▶ Data entries
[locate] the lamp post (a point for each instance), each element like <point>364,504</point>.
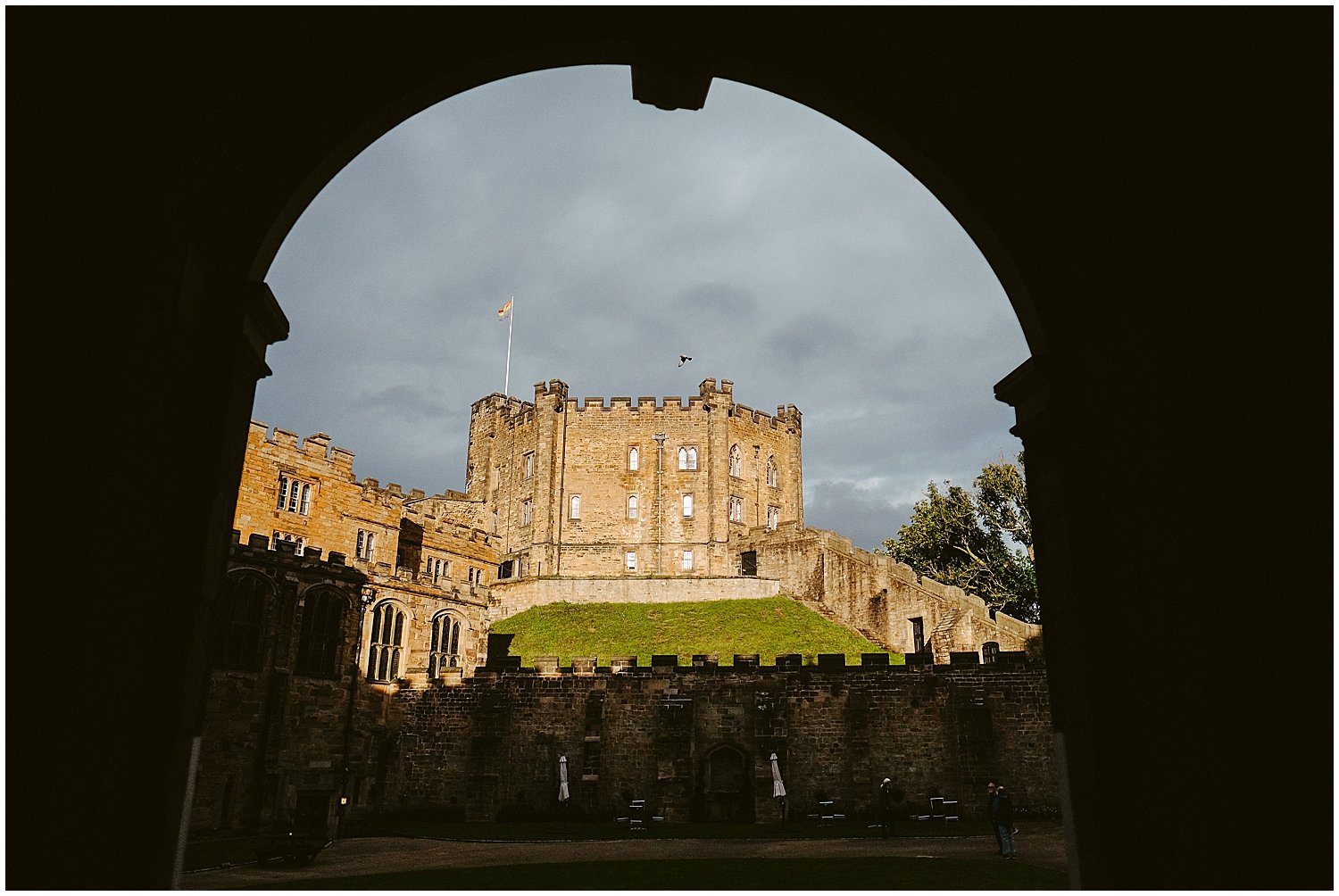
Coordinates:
<point>366,598</point>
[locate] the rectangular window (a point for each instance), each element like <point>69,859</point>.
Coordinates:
<point>366,545</point>
<point>299,542</point>
<point>295,496</point>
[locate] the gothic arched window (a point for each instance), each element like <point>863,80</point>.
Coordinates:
<point>446,644</point>
<point>387,643</point>
<point>237,627</point>
<point>320,634</point>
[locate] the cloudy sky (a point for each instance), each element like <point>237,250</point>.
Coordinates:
<point>773,245</point>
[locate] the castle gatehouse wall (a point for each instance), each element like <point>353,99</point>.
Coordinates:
<point>511,598</point>
<point>695,743</point>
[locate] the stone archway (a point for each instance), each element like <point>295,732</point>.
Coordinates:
<point>1152,189</point>
<point>725,786</point>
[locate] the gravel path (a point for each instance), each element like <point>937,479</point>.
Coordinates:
<point>1039,844</point>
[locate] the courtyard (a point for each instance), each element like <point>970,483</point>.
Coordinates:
<point>771,861</point>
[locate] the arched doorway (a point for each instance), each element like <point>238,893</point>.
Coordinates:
<point>726,786</point>
<point>174,158</point>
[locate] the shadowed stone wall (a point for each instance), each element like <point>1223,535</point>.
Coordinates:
<point>489,749</point>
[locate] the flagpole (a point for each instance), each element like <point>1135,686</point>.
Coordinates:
<point>511,320</point>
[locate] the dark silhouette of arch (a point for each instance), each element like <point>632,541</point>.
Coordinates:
<point>1153,190</point>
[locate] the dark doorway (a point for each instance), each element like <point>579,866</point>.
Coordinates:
<point>728,786</point>
<point>918,634</point>
<point>312,813</point>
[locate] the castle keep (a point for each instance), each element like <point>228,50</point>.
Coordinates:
<point>351,654</point>
<point>599,489</point>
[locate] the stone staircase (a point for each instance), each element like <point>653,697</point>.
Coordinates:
<point>822,610</point>
<point>940,639</point>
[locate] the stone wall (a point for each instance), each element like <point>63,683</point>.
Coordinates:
<point>695,743</point>
<point>337,513</point>
<point>877,596</point>
<point>528,462</point>
<point>511,598</point>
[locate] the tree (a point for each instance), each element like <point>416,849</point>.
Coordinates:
<point>979,542</point>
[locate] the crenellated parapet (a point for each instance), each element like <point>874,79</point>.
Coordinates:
<point>753,663</point>
<point>315,448</point>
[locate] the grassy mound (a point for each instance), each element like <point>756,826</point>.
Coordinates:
<point>768,627</point>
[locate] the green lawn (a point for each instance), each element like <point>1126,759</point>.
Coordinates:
<point>715,874</point>
<point>769,627</point>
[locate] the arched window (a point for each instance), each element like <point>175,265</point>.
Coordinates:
<point>295,496</point>
<point>387,643</point>
<point>321,631</point>
<point>237,620</point>
<point>446,644</point>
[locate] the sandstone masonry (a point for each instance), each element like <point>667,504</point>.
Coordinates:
<point>350,641</point>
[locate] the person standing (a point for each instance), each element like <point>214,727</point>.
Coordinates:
<point>888,799</point>
<point>1004,823</point>
<point>990,816</point>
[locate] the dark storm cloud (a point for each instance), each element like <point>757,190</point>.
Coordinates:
<point>402,403</point>
<point>768,243</point>
<point>862,515</point>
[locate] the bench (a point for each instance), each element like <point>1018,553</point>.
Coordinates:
<point>296,848</point>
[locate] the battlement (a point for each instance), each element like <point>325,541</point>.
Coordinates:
<point>712,394</point>
<point>313,446</point>
<point>750,665</point>
<point>259,547</point>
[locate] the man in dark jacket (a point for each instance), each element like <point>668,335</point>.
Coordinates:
<point>990,816</point>
<point>888,799</point>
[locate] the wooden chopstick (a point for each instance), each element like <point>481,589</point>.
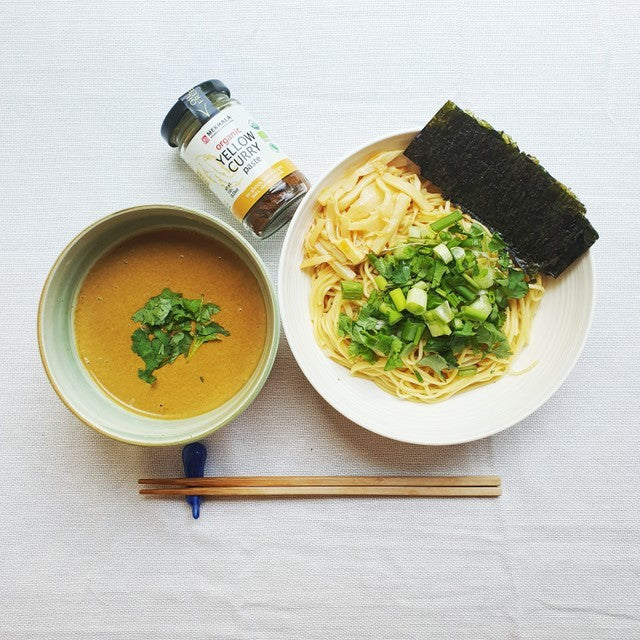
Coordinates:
<point>328,481</point>
<point>351,490</point>
<point>417,486</point>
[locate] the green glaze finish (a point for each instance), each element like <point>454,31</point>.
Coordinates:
<point>56,338</point>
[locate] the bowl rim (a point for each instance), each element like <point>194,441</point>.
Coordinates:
<point>271,300</point>
<point>308,200</point>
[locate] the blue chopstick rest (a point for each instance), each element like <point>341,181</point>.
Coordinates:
<point>194,456</point>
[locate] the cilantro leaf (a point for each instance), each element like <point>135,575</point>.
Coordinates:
<point>172,326</point>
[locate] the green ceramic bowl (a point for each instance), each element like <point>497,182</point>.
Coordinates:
<point>57,343</point>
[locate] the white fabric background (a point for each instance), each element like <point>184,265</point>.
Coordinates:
<point>83,89</point>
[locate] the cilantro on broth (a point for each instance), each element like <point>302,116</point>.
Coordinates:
<point>447,287</point>
<point>172,326</point>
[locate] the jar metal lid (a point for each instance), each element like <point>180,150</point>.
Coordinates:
<point>183,106</point>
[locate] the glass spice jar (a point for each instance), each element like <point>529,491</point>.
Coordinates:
<point>234,157</point>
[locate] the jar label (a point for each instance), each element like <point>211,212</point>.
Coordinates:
<point>236,159</point>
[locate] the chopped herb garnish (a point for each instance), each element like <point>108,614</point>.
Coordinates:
<point>447,290</point>
<point>172,326</point>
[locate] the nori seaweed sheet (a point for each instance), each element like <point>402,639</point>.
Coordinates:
<point>483,172</point>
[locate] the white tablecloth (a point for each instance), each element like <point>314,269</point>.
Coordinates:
<point>83,89</point>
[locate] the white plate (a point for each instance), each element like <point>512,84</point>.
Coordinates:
<point>559,333</point>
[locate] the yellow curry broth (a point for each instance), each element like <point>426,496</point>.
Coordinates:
<point>189,263</point>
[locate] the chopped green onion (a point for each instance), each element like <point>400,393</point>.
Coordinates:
<point>444,312</point>
<point>404,252</point>
<point>447,221</point>
<point>351,290</point>
<point>438,328</point>
<point>409,330</point>
<point>393,316</point>
<point>478,310</point>
<point>381,282</point>
<point>466,293</point>
<point>398,299</point>
<point>442,251</point>
<point>471,281</point>
<point>416,301</point>
<point>485,279</point>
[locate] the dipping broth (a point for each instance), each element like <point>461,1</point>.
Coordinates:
<point>192,264</point>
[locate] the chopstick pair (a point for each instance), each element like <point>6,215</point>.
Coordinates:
<point>407,486</point>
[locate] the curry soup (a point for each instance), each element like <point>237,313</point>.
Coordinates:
<point>197,266</point>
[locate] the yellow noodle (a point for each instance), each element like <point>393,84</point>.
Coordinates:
<point>371,209</point>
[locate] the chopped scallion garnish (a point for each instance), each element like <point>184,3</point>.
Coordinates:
<point>351,290</point>
<point>398,299</point>
<point>416,301</point>
<point>447,221</point>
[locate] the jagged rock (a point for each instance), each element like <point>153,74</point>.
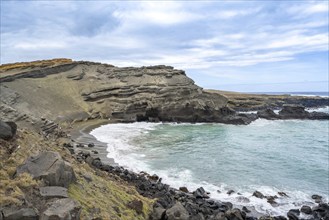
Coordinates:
<point>158,213</point>
<point>220,216</point>
<point>62,209</point>
<point>53,192</point>
<point>267,114</point>
<point>243,199</point>
<point>198,216</point>
<point>136,205</point>
<point>234,214</point>
<point>183,189</point>
<point>293,112</point>
<point>177,212</point>
<point>258,194</point>
<point>293,214</point>
<point>306,209</point>
<point>22,213</point>
<point>7,130</point>
<point>283,194</point>
<point>50,167</point>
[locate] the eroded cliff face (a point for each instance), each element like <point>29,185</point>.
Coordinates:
<point>85,90</point>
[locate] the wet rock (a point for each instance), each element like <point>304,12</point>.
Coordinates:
<point>91,145</point>
<point>321,210</point>
<point>183,189</point>
<point>22,213</point>
<point>242,199</point>
<point>271,200</point>
<point>265,217</point>
<point>258,194</point>
<point>280,217</point>
<point>293,112</point>
<point>158,213</point>
<point>234,214</point>
<point>177,212</point>
<point>245,209</point>
<point>319,116</point>
<point>220,216</point>
<point>136,205</point>
<point>306,209</point>
<point>7,130</point>
<point>198,216</point>
<point>87,177</point>
<point>50,167</point>
<point>267,114</point>
<point>283,194</point>
<point>53,192</point>
<point>154,177</point>
<point>317,198</point>
<point>200,193</point>
<point>62,209</point>
<point>293,214</point>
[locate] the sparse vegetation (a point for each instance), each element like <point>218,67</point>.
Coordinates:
<point>33,64</point>
<point>103,195</point>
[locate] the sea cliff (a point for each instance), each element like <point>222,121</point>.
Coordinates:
<point>48,99</point>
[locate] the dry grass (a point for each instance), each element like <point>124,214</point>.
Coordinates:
<point>33,64</point>
<point>106,196</point>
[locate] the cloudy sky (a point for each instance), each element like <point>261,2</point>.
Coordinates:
<point>252,46</point>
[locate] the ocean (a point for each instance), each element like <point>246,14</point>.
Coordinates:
<point>321,94</point>
<point>269,156</point>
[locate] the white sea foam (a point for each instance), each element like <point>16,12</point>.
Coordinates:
<point>119,137</point>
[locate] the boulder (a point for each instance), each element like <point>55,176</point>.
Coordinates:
<point>258,194</point>
<point>293,112</point>
<point>158,213</point>
<point>50,167</point>
<point>7,130</point>
<point>53,192</point>
<point>136,205</point>
<point>220,216</point>
<point>177,212</point>
<point>183,189</point>
<point>62,209</point>
<point>21,213</point>
<point>293,214</point>
<point>306,209</point>
<point>234,214</point>
<point>319,116</point>
<point>267,114</point>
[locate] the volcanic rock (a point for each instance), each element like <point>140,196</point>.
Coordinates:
<point>50,167</point>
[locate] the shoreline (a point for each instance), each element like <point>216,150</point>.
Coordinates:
<point>83,129</point>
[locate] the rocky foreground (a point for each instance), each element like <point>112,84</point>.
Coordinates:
<point>44,176</point>
<point>48,191</point>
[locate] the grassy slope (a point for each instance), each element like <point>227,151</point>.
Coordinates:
<point>105,196</point>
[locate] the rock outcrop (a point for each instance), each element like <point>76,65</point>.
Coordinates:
<point>49,167</point>
<point>87,90</point>
<point>7,130</point>
<point>292,112</point>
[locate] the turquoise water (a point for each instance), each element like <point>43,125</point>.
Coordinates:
<point>269,156</point>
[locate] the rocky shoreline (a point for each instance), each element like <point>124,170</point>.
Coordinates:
<point>48,99</point>
<point>191,205</point>
<point>181,204</point>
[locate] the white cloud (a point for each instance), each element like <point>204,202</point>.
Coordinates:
<point>308,8</point>
<point>40,45</point>
<point>163,13</point>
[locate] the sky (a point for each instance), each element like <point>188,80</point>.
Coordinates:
<point>246,46</point>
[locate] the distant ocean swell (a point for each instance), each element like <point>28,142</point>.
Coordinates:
<point>268,156</point>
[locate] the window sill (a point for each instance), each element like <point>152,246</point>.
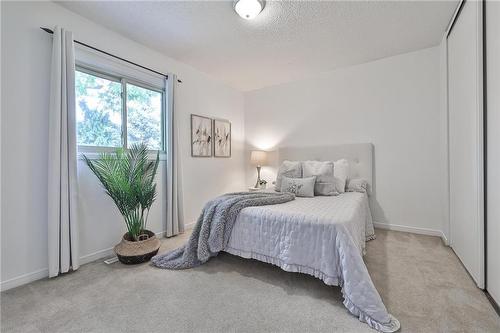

▶ TASK DESCRIPTION
Reproduce, unchanged, the lines of data from the one containing "[locate] the dry" through the one containing "<point>119,137</point>", both included.

▶ FULL ANSWER
[locate] the dry grass (a point for each instance), each element like <point>124,214</point>.
Coordinates:
<point>33,64</point>
<point>106,196</point>
[locate] the cloudy sky (a point for each instance), each element like <point>261,2</point>.
Coordinates:
<point>252,46</point>
[locate] the ocean (a point for each instance), each element like <point>246,14</point>.
Coordinates:
<point>321,94</point>
<point>269,156</point>
[locate] the white sea foam (a point for each instance), each element like <point>16,12</point>.
Coordinates:
<point>119,137</point>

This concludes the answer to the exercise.